======== ENTRIES ========
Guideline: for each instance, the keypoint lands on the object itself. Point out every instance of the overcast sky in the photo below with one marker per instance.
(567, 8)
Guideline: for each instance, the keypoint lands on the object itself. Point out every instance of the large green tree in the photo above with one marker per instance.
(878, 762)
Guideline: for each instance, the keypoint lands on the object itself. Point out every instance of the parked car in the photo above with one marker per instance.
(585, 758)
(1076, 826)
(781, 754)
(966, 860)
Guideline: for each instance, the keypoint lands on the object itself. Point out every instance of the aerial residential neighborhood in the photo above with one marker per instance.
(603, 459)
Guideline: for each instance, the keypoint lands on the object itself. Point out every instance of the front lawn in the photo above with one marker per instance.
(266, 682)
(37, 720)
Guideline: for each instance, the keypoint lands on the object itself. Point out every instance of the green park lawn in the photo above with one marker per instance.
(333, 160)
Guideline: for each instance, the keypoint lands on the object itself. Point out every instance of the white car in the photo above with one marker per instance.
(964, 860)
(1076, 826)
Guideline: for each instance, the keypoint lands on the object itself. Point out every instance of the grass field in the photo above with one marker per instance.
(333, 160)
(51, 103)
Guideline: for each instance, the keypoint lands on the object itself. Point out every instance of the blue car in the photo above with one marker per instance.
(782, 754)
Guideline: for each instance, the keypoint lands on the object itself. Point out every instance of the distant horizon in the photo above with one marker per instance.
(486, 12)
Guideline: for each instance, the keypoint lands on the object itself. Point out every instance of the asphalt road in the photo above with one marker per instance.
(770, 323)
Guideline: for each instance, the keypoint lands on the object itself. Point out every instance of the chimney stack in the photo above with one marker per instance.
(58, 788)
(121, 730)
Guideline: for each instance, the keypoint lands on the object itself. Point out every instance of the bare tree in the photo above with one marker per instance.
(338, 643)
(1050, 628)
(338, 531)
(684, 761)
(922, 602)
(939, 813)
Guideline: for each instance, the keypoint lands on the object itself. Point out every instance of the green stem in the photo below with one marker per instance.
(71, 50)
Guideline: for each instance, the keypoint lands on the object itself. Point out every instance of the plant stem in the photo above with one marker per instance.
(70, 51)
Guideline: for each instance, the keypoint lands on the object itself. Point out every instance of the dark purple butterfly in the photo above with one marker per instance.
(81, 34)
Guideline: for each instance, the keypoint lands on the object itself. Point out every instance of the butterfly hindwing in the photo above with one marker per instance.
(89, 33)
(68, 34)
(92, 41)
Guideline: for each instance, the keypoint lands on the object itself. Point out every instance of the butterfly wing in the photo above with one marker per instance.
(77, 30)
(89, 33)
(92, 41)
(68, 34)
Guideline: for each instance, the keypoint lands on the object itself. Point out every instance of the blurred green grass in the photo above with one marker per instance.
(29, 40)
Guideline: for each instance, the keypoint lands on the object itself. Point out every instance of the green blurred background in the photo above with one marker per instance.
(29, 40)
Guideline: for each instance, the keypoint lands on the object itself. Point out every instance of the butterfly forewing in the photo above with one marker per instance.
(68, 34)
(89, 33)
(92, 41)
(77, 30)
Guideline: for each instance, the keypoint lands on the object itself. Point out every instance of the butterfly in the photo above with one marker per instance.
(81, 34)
========
▸ TASK BRIEF: Reproduce all of the data above verbatim, keeping every line intact and in its original order.

▸ FINAL RESULT:
Guideline: for each instance, the keypoint lands on the object itself. Point out every instance of the overcast sky in the photo below with one marker per instance.
(567, 8)
Guideline: for each instance, the keypoint lands on the object itself. Point out every instance of the large green tree in the photo above with one marker per instance.
(878, 762)
Guideline: for each instance, the keypoint lands on the object itself. Point out every instance of the parked car in the photo above with one marker per instance.
(585, 758)
(1076, 826)
(781, 754)
(966, 860)
Guideline: for each instance, the keypoint lands on the object itself. Point out every instance of the aerial residential neighborhood in the photo above with one marker per instance.
(603, 459)
Guideline: for each instance, the keypoint lands on the object itself. Point out every instance of the front lawn in the photo above with one marker per instance.
(266, 682)
(37, 720)
Guideline: for each instance, the keypoint lands on the object itself. Point out every instance of the green park lawn in the photo above with one marker per instance.
(333, 160)
Guideline: for each instance, the keypoint lands on the object itself. Point out every instance of the white car in the photo above with one marker per instance.
(964, 860)
(1076, 826)
Guideline: for each instance, the keypoint lands on the object itself. Point out every instance of the grass field in the photo above with one marker per instance.
(333, 160)
(51, 103)
Guideline: for each instance, the keypoint lands on the object itself. Point out every instance of the blue car in the photo above with one marker per instance.
(782, 754)
Guideline: for each instance, the keypoint lands on the object itself. Point out every instance of the distant horizon in the photo above with one marker per instance.
(486, 12)
Guideline: for each instance, the keypoint lands on the object itself. Point out every instance of the asphalt road in the photo above with one marker per instance.
(770, 323)
Guideline: for each instance, the keypoint lands on the object itself. Point out every instance of the chimney stack in the photo above with one marker per instance.
(58, 788)
(121, 730)
Guideline: for each instance, the keypoint lands on the object itself. Point out every instance of the bare tree in the photo above with one marker per instance.
(338, 643)
(1050, 628)
(338, 531)
(684, 761)
(922, 602)
(939, 813)
Guideline: for each instance, the keypoint lands on the object itself. Point out every instance of the green stem in the photo below with one marker per instance.
(71, 50)
Guideline: for each instance, the keypoint lands on the object itself. Point out every instance of the plant stem in the photo above with one marker per instance.
(70, 51)
Guideline: for each instance, the keypoint lands on the object itself. Point out every instance of the dark purple butterfly in the photo above with one marker per instance.
(81, 34)
Guideline: for each instance, the keypoint lands on the object itself. Point out every instance of the butterfly hindwing in the photo above with one marker per instance.
(89, 33)
(68, 34)
(92, 41)
Guideline: for each instance, the keypoint lands on the object itself. Point out every instance of the butterfly wing in the photo above with one marker per instance.
(77, 30)
(89, 33)
(92, 41)
(68, 34)
Guideline: for each instance, the keypoint lands on the object itself. Point out every instance of the blurred green grass in the photo above with one marker per instance.
(29, 40)
Guideline: for each instance, the keypoint lands on the object itself. Point out every instance of the green blurred background in the photo above with one marker per instance.
(29, 40)
Guideline: for each instance, the keypoint lands on the object itself. Point out every instance of the butterfly forewing in the photo above with one marker per instance.
(68, 34)
(89, 33)
(92, 41)
(77, 30)
Guideline: for each instance, the keypoint lands on the object itself. Point out every instance of the butterfly in the photo above with one marker per instance.
(81, 34)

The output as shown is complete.